**WHAT THE TASK REQUIRES:** Which lines run from the one containing "Target: pool of" to the end of the entries? Quote them exactly, and nothing else.

=== RECORDS SUPPLIED ===

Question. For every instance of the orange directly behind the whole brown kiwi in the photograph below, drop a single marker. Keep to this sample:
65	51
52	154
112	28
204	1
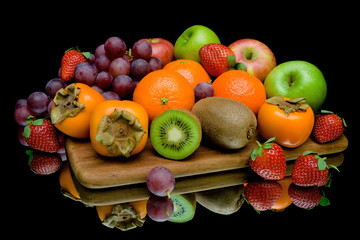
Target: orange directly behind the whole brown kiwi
241	86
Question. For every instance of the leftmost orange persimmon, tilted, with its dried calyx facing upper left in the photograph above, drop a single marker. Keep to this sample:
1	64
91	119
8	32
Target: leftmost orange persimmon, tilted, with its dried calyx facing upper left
72	108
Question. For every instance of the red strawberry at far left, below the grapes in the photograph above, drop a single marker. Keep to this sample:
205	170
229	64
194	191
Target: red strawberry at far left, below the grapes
41	134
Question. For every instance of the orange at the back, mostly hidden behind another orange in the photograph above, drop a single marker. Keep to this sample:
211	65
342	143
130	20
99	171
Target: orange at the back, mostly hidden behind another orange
193	71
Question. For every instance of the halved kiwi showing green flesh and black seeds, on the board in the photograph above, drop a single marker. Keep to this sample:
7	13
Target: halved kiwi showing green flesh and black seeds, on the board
175	134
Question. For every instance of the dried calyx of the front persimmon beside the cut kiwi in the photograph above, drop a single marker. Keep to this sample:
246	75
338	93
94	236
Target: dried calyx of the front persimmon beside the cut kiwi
120	131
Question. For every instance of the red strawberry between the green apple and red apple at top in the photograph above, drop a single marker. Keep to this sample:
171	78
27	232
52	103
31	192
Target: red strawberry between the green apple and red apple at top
217	59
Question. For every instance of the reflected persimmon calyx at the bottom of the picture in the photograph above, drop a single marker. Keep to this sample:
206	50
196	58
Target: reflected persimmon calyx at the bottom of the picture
123	217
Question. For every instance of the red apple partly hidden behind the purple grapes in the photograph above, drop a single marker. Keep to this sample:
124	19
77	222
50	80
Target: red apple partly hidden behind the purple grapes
162	49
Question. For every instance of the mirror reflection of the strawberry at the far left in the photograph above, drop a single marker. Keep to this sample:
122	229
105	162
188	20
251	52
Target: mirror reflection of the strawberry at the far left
43	163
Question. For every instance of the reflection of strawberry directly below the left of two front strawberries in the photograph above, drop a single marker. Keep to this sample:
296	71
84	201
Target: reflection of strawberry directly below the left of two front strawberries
262	195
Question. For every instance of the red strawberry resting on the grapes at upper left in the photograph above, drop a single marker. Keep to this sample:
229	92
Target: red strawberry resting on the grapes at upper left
71	58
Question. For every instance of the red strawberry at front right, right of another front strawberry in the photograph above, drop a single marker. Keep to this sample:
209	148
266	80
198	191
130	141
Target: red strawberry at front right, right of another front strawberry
310	170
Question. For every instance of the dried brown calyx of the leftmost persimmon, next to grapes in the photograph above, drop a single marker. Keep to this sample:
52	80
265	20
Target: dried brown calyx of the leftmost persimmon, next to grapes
66	104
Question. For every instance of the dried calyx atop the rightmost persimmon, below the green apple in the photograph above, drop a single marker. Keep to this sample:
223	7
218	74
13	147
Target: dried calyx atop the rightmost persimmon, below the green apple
291	105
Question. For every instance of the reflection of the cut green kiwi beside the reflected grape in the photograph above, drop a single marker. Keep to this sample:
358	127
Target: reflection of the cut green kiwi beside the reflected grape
184	207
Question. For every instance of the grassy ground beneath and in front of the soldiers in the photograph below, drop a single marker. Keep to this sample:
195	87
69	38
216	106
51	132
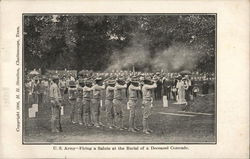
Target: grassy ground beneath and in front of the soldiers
170	125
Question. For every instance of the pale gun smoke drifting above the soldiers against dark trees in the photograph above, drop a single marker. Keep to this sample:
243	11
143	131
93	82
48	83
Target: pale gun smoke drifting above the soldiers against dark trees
177	57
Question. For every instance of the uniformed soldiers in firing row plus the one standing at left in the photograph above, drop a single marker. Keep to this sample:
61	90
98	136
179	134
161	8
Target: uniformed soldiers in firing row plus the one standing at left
84	96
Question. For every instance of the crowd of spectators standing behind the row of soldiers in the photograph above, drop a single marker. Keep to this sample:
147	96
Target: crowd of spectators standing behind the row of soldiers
37	85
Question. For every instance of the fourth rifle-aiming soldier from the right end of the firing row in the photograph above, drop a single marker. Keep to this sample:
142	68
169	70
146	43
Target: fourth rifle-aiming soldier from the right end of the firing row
109	103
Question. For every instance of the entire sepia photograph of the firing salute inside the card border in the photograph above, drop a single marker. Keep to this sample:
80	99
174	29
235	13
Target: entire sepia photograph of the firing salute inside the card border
119	78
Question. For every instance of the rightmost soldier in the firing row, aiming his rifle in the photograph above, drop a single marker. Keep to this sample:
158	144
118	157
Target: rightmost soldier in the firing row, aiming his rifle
146	102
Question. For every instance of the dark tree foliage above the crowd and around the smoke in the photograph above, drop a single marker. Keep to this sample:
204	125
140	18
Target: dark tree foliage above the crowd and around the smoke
88	41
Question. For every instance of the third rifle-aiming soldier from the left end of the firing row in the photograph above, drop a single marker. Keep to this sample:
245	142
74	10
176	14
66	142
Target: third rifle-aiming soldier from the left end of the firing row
87	93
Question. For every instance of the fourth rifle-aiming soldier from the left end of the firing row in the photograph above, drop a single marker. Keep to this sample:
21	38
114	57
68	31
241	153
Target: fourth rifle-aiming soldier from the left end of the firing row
97	87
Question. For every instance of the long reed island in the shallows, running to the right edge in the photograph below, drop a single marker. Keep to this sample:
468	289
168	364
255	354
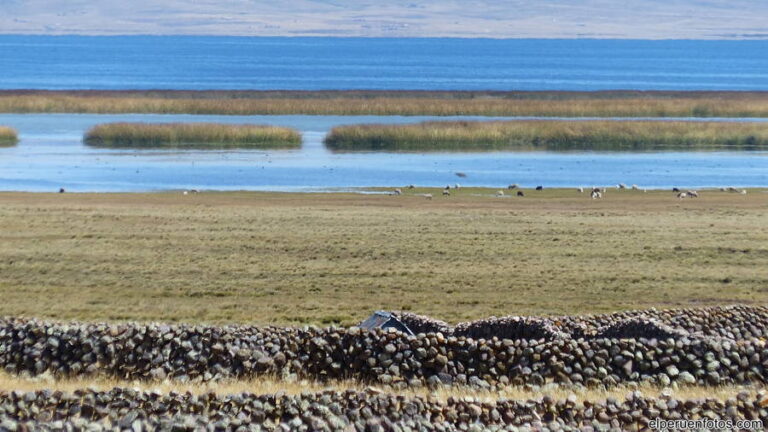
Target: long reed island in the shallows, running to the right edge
549	135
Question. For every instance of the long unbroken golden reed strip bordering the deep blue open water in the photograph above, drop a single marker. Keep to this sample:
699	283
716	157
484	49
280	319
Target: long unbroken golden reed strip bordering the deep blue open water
565	104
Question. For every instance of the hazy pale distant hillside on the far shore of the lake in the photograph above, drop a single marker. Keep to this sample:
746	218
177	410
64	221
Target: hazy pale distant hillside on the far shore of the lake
647	19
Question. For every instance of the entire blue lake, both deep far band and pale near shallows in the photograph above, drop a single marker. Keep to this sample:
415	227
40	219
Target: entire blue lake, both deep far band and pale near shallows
51	154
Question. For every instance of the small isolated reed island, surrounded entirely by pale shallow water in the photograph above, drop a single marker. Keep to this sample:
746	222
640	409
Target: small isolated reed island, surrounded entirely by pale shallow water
191	135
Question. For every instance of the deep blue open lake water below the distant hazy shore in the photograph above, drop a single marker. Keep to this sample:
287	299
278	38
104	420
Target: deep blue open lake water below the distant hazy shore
188	62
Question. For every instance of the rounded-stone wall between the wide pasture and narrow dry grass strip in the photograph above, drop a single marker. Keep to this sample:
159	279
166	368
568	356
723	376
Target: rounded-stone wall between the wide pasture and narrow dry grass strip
487	353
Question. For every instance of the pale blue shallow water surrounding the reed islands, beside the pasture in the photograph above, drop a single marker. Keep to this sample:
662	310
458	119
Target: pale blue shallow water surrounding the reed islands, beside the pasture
51	155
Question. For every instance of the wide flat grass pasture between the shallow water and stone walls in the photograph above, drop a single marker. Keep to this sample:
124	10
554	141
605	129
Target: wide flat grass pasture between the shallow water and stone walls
288	259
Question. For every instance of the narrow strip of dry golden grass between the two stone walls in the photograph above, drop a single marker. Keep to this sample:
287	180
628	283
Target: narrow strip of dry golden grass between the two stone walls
269	385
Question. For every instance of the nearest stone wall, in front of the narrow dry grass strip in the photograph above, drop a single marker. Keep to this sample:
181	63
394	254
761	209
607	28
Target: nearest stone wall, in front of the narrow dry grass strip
125	409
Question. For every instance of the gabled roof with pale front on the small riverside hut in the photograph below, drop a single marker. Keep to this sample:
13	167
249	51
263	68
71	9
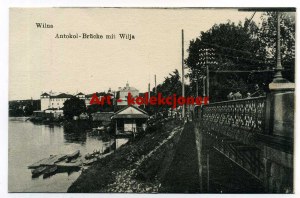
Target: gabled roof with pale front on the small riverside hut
130	112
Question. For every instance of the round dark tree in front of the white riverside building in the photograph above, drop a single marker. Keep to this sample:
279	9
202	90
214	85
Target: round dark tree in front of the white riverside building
73	107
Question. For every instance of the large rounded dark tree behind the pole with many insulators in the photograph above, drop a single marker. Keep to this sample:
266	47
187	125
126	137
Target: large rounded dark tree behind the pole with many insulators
226	47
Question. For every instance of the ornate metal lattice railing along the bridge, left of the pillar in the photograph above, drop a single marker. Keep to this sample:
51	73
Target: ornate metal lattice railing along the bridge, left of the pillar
238	119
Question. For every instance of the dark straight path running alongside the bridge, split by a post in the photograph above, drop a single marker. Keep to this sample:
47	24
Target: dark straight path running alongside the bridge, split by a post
225	176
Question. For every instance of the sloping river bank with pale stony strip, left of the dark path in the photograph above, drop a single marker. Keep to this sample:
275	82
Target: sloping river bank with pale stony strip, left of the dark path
139	166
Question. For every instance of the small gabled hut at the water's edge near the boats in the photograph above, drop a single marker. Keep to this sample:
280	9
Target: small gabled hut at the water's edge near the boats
130	120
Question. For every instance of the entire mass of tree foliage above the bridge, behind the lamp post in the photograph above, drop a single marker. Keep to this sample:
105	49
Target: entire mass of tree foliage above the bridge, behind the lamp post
229	47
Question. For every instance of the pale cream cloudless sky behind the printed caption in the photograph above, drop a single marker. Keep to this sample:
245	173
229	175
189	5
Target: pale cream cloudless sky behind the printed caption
39	62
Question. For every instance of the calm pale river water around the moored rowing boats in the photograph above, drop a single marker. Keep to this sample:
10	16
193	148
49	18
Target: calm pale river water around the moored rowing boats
30	142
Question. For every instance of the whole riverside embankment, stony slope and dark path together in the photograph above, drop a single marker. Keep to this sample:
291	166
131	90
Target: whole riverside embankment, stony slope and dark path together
164	160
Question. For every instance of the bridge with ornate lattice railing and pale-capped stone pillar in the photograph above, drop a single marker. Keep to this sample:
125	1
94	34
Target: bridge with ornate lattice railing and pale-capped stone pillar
256	134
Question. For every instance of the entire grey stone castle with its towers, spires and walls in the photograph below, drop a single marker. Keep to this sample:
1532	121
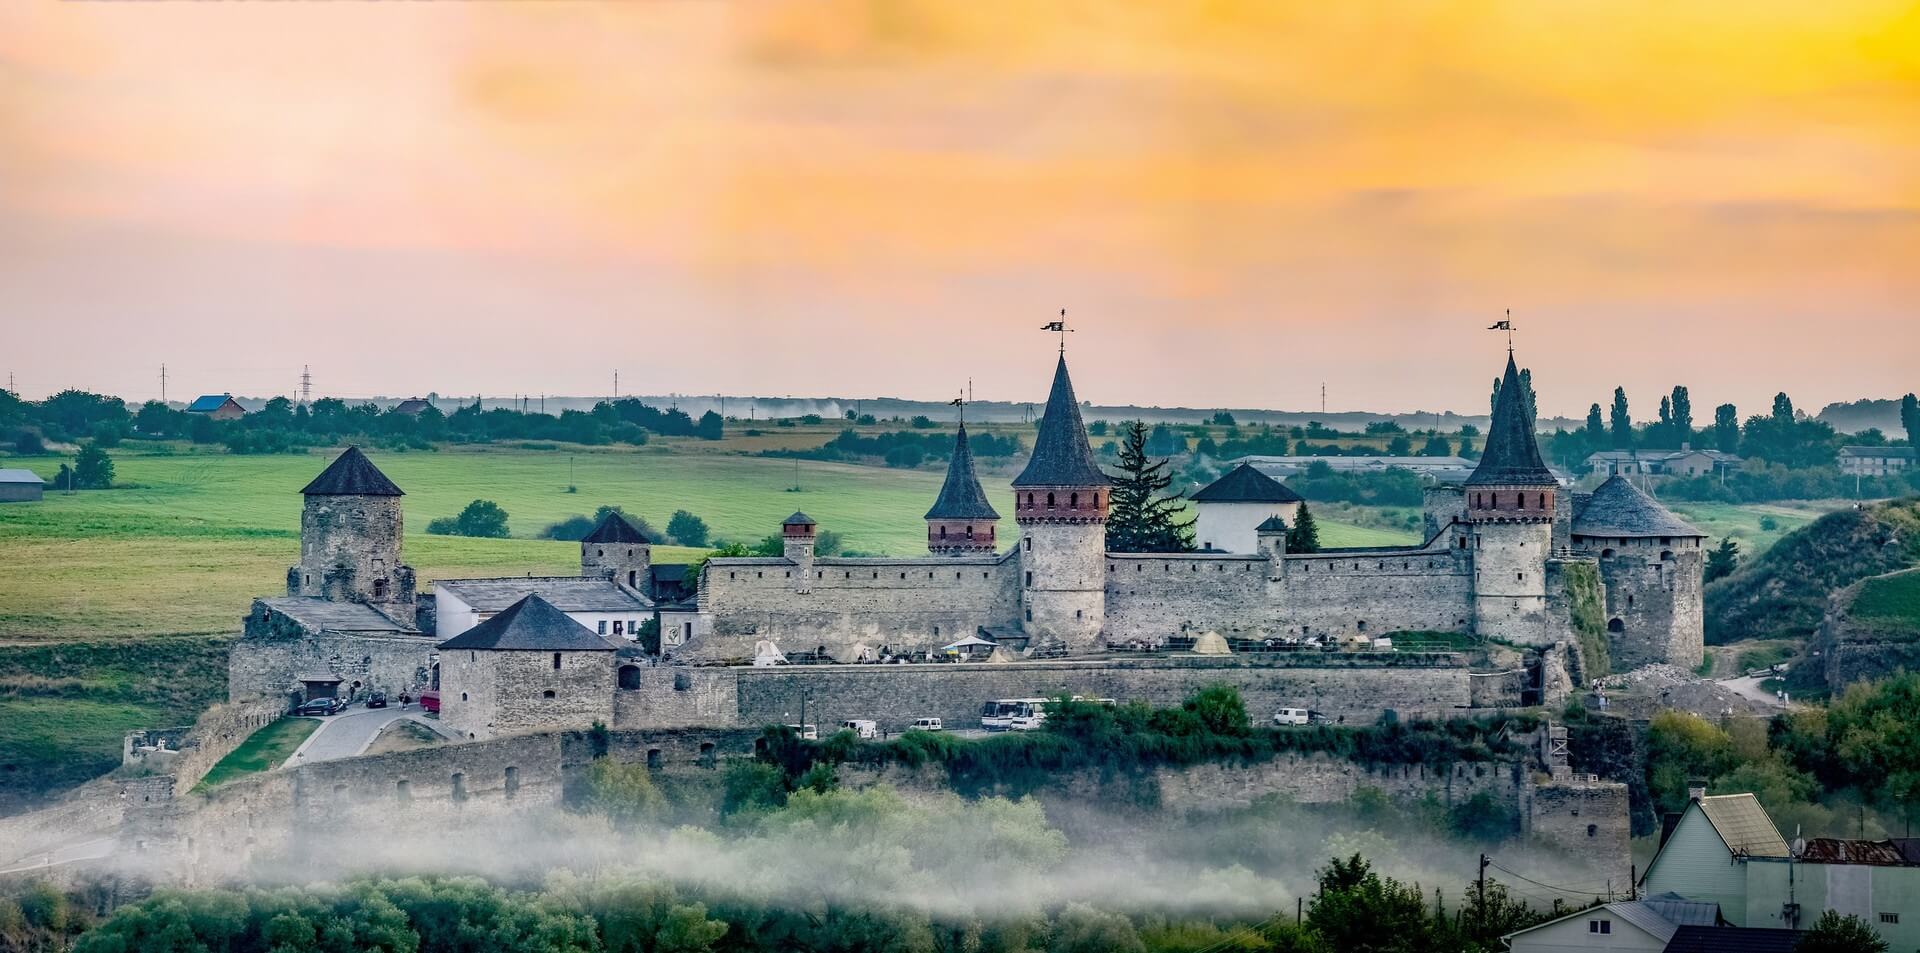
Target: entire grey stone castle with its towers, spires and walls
1510	556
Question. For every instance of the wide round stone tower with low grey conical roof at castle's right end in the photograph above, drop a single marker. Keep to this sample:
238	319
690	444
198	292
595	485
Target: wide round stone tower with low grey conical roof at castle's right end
1652	564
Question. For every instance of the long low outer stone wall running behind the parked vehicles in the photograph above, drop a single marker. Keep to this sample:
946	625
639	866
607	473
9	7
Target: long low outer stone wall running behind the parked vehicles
1351	687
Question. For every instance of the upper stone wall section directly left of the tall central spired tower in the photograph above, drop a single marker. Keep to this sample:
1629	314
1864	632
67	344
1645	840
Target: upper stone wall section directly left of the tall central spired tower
909	604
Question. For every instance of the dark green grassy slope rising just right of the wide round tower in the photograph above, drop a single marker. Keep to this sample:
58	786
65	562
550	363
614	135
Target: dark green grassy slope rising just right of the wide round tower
1785	593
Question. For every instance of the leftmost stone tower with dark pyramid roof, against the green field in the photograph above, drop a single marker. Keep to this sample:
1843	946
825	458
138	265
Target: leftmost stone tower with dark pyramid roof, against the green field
350	535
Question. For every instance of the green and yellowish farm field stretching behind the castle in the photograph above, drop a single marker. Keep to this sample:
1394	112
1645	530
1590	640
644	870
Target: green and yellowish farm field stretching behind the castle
193	537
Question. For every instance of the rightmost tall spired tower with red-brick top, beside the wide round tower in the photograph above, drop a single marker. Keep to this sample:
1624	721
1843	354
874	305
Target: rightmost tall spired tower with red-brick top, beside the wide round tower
1510	512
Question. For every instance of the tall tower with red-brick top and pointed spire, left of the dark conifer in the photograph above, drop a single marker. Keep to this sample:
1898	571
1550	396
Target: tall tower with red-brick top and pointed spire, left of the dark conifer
1061	504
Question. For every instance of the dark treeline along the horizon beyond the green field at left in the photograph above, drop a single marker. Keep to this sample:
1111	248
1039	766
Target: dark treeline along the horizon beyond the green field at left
287	428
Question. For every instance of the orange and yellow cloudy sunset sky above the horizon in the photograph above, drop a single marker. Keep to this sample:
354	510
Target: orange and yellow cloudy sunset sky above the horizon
1236	201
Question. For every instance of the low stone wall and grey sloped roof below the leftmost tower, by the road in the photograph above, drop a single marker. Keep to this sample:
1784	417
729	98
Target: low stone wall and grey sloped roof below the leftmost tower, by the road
277	650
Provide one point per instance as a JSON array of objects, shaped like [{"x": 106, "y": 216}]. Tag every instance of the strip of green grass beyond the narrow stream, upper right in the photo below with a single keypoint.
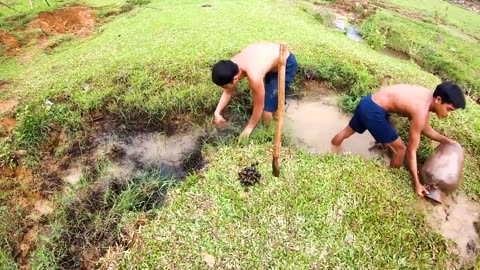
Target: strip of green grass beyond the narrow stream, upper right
[{"x": 434, "y": 48}]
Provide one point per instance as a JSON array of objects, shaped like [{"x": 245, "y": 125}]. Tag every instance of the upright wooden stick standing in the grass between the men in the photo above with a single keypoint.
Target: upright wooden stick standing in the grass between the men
[{"x": 282, "y": 59}]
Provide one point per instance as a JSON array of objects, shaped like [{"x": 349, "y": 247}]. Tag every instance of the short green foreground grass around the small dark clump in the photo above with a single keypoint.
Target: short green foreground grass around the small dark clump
[{"x": 316, "y": 215}]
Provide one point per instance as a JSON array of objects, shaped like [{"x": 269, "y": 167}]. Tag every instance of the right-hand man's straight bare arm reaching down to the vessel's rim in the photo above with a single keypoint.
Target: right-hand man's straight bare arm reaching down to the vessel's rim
[{"x": 416, "y": 128}]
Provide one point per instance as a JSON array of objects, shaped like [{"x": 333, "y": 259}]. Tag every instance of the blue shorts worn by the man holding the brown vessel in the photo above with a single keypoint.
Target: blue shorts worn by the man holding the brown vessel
[{"x": 368, "y": 115}]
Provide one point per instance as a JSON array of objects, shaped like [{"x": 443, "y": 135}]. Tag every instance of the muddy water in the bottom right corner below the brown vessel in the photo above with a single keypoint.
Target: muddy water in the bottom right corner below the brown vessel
[{"x": 456, "y": 220}]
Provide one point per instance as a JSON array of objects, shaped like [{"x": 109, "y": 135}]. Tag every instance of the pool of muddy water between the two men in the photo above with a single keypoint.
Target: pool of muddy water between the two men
[{"x": 315, "y": 119}]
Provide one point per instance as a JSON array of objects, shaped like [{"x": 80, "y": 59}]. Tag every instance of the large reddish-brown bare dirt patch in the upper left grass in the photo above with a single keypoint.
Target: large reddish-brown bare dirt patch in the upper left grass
[{"x": 76, "y": 20}]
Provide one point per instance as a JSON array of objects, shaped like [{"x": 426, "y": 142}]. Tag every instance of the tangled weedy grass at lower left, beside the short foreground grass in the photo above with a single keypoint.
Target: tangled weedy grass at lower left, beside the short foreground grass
[{"x": 94, "y": 216}]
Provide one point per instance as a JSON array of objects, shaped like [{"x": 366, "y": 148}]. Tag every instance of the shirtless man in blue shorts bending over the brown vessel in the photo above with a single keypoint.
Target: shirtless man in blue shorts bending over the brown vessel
[{"x": 414, "y": 102}]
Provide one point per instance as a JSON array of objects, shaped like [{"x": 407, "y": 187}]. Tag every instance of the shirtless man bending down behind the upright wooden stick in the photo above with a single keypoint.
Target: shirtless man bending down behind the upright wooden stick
[{"x": 258, "y": 62}]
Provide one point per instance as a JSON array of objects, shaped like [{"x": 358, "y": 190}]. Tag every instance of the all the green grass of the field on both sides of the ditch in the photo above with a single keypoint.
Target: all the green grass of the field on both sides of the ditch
[{"x": 153, "y": 62}]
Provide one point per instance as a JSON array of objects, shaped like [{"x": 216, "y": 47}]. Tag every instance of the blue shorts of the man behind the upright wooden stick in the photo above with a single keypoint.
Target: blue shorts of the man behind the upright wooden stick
[{"x": 271, "y": 84}]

===

**ANSWER AREA:**
Target: pool of muddy water between the two men
[{"x": 315, "y": 119}]
Provide one point per instance as a JSON array of objects, shaped like [{"x": 80, "y": 59}]. Tag every instance of the large reddish-brown bare dirt patch in the upper left grass in the photo above with a single keypoint.
Target: large reddish-brown bare dirt patch in the upper left grass
[{"x": 76, "y": 20}]
Provide one point per instance as a JSON array of objects, shaped like [{"x": 426, "y": 142}]. Tag every instance of the tangled weedy grass at lower left, beside the short foreground grass in the photo above with a single keypoint.
Target: tangled weedy grass at lower left, beside the short foreground grass
[{"x": 94, "y": 216}]
Provide one point per instance as a JSON array of objects, shaped like [{"x": 366, "y": 148}]. Tag every instance of the shirtless man in blue shorts bending over the brown vessel in the photo above with a single keypoint.
Target: shirtless man in blue shorts bending over the brown vessel
[{"x": 414, "y": 102}]
Provide one point per instance as a JSON array of objects, shaped like [{"x": 407, "y": 187}]. Tag every instance of the shirtless man bending down behind the upright wooden stick in the photo above with a single keypoint.
Target: shirtless man bending down behind the upright wooden stick
[{"x": 258, "y": 62}]
Provide one point per instance as a JSON array of objects, shaped like [{"x": 358, "y": 190}]. Tag every instance of the all the green grass of the field on both sides of the ditch in the photo above with a single keypoint.
Target: all the green grass of the field on both sides of the ditch
[{"x": 153, "y": 62}]
Provide one point per instance as a JSON array of objects, shaped like [{"x": 216, "y": 47}]. Tag every instance of the blue shorts of the man behind the upright wooden stick in the photo above with a single keypoint.
Target: blue shorts of the man behind the upright wooden stick
[{"x": 271, "y": 84}]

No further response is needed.